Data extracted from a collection

════════════════

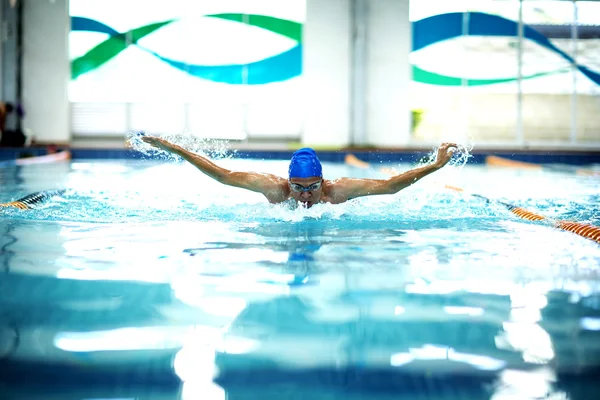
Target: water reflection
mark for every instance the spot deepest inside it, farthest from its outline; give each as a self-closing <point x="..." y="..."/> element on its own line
<point x="276" y="311"/>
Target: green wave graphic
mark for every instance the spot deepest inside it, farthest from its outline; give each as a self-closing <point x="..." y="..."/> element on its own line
<point x="108" y="49"/>
<point x="423" y="76"/>
<point x="283" y="27"/>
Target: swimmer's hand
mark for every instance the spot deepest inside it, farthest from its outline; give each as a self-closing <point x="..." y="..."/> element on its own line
<point x="159" y="143"/>
<point x="444" y="154"/>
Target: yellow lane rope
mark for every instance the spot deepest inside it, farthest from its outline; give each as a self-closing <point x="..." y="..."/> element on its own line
<point x="33" y="199"/>
<point x="585" y="230"/>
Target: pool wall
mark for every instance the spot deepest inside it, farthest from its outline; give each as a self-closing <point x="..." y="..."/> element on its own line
<point x="9" y="155"/>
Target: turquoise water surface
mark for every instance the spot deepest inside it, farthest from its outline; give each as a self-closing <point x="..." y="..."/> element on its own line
<point x="148" y="280"/>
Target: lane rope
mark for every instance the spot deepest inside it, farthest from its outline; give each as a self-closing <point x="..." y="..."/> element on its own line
<point x="505" y="162"/>
<point x="34" y="199"/>
<point x="587" y="231"/>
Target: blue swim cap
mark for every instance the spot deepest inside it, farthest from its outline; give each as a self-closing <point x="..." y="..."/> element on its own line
<point x="305" y="164"/>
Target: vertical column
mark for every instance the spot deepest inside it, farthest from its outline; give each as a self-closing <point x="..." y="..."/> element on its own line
<point x="326" y="72"/>
<point x="11" y="53"/>
<point x="46" y="70"/>
<point x="389" y="43"/>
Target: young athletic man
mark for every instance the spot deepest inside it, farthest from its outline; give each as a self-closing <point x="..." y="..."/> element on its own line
<point x="305" y="183"/>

════════════════

### Task objective
For the records above, give the number of lines containing the string "Target" and no other words.

### Your solution
10